━━━ Study material

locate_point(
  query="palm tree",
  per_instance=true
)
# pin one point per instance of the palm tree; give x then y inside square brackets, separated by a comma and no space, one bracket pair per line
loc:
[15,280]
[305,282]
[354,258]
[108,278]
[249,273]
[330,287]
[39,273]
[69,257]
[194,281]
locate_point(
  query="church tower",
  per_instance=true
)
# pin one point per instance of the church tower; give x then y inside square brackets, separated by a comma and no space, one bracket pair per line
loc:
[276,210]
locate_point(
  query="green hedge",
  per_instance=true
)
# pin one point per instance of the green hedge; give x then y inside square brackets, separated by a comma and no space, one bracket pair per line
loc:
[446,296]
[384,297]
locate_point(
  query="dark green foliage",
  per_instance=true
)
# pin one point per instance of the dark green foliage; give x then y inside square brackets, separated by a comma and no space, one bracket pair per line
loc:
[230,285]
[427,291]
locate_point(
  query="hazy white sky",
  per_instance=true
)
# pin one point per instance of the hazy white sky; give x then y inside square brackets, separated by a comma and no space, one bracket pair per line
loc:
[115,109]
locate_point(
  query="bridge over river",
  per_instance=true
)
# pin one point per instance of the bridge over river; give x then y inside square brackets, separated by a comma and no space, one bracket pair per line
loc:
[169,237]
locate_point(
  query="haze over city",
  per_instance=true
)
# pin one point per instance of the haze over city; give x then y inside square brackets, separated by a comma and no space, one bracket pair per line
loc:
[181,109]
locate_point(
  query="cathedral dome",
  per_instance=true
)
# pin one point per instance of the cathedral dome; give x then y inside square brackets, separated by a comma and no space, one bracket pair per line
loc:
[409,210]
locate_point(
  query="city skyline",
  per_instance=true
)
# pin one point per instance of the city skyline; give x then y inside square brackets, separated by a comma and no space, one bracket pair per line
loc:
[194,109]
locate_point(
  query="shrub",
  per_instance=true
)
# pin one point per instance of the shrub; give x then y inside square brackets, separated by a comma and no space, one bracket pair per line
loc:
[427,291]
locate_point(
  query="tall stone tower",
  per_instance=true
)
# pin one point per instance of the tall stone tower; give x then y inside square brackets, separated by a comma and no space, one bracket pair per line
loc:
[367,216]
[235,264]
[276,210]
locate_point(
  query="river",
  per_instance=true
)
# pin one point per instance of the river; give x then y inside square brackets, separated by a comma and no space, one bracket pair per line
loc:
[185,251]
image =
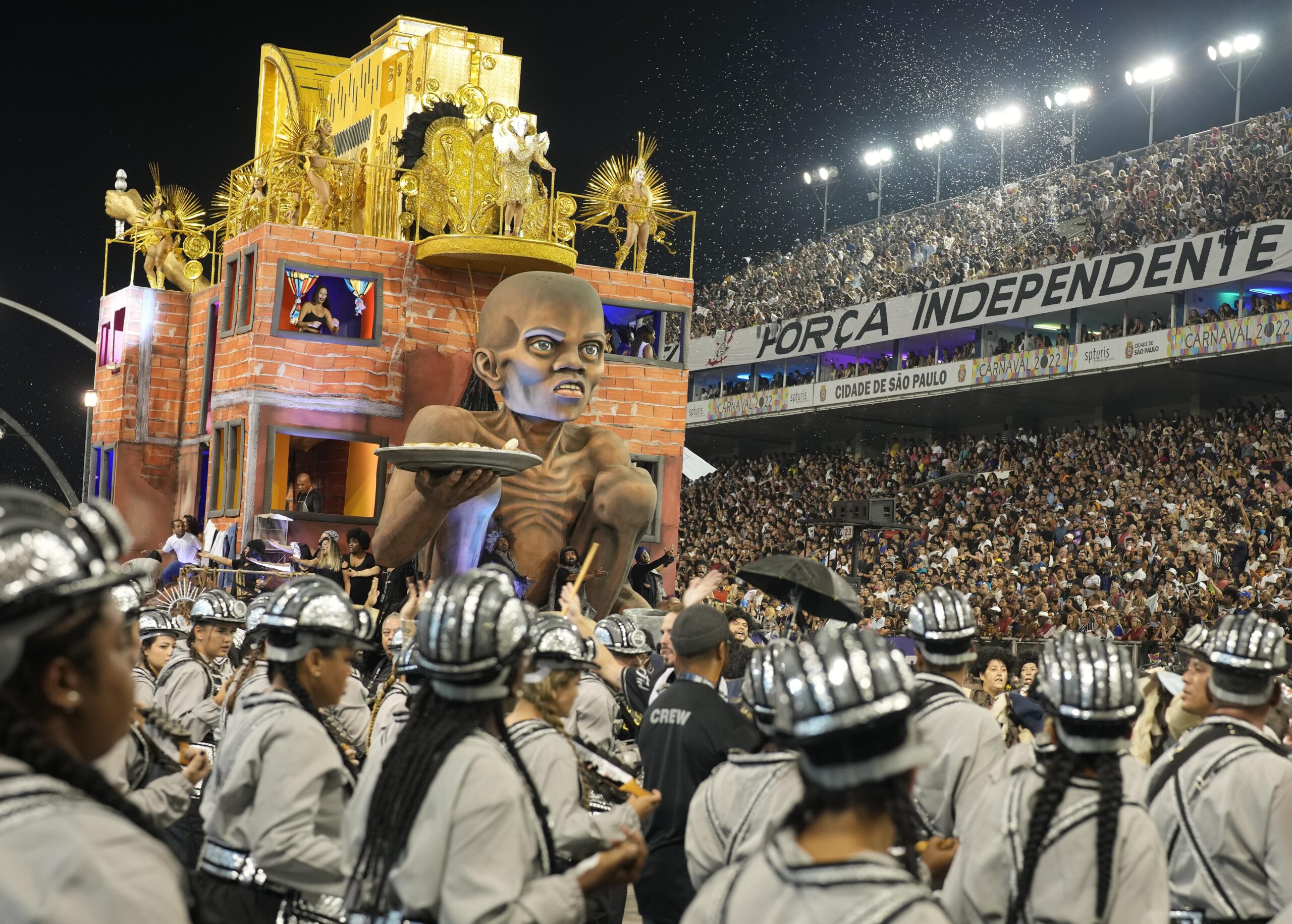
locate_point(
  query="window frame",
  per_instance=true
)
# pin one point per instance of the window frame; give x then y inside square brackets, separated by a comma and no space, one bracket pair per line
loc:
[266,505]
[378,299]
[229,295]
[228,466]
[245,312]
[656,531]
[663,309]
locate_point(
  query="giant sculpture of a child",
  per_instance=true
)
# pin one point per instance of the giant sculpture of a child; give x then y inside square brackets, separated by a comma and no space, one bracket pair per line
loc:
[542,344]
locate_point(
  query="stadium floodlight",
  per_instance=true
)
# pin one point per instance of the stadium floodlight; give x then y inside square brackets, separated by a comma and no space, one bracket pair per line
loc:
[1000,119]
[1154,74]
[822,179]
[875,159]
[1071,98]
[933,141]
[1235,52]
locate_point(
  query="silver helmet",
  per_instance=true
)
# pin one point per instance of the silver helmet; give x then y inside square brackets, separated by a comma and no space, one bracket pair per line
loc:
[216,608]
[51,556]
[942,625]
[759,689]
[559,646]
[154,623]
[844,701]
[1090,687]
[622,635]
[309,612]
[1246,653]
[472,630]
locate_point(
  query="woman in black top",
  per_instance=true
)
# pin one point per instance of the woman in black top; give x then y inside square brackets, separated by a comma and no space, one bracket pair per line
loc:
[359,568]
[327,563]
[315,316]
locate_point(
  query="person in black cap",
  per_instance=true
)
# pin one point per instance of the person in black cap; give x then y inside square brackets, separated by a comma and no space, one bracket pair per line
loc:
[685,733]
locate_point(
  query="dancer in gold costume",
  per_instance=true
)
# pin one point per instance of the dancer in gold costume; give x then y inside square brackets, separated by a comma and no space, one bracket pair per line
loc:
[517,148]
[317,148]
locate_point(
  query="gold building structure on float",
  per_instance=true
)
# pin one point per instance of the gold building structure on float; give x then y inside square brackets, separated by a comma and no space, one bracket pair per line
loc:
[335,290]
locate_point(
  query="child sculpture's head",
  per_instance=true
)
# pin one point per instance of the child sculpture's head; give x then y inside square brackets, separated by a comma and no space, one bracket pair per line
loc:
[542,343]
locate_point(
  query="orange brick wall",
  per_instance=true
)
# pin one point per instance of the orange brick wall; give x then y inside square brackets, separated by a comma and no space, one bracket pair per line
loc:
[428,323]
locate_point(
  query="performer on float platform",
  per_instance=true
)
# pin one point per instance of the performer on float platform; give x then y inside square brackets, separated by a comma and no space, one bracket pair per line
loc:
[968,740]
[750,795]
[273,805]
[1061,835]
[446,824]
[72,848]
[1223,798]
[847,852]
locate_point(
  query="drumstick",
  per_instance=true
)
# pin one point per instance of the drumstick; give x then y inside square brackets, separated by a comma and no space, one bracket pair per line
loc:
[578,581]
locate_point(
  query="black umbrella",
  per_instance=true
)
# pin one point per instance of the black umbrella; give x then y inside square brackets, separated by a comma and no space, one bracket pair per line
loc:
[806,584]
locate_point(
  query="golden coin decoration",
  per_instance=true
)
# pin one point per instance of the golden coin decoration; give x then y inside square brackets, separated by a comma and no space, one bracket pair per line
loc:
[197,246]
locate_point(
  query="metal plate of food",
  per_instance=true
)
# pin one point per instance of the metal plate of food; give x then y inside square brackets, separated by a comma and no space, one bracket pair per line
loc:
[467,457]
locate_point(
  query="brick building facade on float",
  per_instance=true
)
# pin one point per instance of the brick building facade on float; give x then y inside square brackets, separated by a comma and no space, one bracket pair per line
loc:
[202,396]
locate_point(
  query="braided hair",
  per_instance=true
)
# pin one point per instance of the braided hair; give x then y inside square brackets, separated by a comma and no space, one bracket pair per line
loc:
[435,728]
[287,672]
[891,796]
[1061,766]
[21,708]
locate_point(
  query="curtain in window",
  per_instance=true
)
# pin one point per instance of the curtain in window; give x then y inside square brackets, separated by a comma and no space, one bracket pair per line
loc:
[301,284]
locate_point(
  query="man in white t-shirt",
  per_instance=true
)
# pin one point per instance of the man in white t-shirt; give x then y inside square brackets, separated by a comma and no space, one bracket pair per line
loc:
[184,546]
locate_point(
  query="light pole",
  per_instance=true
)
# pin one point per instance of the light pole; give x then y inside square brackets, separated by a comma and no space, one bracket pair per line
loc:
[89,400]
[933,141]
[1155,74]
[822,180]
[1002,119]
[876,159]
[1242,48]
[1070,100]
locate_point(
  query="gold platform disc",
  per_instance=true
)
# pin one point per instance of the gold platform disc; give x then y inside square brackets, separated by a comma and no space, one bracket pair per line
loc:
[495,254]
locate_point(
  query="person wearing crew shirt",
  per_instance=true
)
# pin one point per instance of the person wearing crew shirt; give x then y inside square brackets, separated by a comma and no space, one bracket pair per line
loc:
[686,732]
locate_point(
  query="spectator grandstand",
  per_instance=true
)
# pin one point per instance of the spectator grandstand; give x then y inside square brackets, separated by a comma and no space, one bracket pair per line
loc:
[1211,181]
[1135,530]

━━━━━━
━━━ Study material

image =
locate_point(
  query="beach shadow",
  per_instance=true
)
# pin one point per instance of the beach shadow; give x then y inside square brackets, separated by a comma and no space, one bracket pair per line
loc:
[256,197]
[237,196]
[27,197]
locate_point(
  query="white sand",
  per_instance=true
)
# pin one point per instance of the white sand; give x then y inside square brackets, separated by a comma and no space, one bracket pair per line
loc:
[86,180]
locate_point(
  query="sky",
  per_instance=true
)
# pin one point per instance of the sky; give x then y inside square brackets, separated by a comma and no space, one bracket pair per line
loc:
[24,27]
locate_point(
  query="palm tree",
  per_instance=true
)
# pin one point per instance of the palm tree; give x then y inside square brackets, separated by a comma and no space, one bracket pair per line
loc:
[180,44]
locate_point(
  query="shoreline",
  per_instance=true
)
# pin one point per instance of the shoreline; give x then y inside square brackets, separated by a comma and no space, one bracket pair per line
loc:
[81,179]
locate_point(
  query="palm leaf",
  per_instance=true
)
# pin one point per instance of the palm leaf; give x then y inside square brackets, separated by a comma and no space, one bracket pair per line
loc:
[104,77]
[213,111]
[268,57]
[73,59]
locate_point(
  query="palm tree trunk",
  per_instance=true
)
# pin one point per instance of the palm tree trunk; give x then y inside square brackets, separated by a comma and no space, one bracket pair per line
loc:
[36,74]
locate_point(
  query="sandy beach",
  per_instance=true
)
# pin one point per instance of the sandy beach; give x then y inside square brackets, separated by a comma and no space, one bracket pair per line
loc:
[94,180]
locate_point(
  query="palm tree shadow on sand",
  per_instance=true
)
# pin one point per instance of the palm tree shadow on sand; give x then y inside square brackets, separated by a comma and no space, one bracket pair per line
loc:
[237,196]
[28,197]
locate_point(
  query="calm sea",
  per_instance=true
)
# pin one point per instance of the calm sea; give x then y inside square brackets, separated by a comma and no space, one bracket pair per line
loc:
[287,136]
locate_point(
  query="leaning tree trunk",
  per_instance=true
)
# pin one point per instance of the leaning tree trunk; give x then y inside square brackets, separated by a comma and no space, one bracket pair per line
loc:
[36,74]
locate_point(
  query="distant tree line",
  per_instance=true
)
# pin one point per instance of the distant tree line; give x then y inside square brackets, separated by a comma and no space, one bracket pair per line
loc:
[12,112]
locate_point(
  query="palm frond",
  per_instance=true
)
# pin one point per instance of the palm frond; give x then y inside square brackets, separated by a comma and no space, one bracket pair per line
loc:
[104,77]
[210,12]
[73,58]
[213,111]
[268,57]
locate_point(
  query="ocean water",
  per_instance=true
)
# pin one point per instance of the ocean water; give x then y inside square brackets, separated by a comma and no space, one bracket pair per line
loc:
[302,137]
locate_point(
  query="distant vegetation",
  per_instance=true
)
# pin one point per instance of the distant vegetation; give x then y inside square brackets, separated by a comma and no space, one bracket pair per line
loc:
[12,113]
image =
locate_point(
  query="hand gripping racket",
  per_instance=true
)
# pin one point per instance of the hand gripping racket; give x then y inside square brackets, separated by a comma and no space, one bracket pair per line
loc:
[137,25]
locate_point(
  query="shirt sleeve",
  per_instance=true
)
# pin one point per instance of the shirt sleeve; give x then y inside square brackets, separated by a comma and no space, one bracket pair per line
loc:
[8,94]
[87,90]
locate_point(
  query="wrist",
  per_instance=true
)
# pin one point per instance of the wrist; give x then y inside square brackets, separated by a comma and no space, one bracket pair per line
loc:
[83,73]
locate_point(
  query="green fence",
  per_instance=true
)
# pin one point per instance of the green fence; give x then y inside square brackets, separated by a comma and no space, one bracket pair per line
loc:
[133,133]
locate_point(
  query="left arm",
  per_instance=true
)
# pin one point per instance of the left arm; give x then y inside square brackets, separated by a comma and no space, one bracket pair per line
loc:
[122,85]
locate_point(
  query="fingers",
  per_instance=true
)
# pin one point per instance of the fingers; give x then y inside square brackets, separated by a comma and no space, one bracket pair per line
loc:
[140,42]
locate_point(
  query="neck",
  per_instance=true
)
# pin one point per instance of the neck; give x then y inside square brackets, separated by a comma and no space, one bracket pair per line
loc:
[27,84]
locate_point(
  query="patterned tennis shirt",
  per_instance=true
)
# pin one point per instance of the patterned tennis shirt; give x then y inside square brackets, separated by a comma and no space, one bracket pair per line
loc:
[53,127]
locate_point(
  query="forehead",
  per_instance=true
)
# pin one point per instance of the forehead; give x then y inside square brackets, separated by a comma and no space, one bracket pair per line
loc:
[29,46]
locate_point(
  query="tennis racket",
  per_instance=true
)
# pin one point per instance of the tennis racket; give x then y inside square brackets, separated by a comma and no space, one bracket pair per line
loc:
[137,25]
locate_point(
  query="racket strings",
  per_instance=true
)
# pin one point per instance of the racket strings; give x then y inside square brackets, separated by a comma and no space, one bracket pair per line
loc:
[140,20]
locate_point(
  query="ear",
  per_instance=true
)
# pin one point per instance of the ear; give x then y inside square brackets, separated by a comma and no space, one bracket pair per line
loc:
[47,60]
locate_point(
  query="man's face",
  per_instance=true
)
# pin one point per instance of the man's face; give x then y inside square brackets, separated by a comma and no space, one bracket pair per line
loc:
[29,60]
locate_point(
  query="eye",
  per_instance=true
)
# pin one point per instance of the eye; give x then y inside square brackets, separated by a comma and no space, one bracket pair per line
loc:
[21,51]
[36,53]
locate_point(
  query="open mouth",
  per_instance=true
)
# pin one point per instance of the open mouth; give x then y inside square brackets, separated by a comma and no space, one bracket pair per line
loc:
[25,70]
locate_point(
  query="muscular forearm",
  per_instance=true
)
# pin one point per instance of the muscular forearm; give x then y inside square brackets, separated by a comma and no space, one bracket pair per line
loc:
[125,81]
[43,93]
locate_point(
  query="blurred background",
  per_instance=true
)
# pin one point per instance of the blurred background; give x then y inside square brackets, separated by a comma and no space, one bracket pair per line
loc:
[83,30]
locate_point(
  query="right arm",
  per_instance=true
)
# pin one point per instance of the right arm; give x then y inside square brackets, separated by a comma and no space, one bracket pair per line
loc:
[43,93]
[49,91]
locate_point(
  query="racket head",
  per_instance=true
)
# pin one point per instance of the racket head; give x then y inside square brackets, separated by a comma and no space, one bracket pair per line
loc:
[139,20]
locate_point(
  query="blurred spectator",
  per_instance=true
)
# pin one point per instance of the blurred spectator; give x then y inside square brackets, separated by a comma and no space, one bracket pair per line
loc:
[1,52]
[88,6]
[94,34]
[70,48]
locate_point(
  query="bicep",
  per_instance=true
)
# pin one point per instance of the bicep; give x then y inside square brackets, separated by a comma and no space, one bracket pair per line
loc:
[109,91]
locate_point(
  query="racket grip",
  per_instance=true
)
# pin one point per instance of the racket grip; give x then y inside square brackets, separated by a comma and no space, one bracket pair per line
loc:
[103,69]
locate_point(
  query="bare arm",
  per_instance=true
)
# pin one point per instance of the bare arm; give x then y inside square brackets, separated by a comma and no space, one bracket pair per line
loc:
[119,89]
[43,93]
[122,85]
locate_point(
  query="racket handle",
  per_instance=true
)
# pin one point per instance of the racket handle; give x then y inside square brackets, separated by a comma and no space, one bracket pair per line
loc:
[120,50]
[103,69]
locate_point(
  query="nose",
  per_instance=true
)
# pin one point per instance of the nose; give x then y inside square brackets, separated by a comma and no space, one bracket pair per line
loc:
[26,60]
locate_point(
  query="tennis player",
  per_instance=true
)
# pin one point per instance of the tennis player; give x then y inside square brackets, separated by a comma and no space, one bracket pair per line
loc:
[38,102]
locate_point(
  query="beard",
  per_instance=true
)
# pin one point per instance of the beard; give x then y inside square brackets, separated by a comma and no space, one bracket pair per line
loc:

━━━━━━

If a line in the material contains the word "crew", copy that line.

  query="person wearing crew shirt",
# pin one point per instance of the person wearing crew shirt; give x then y inside square brackets, separated by a comma and no space, one bracket pair per line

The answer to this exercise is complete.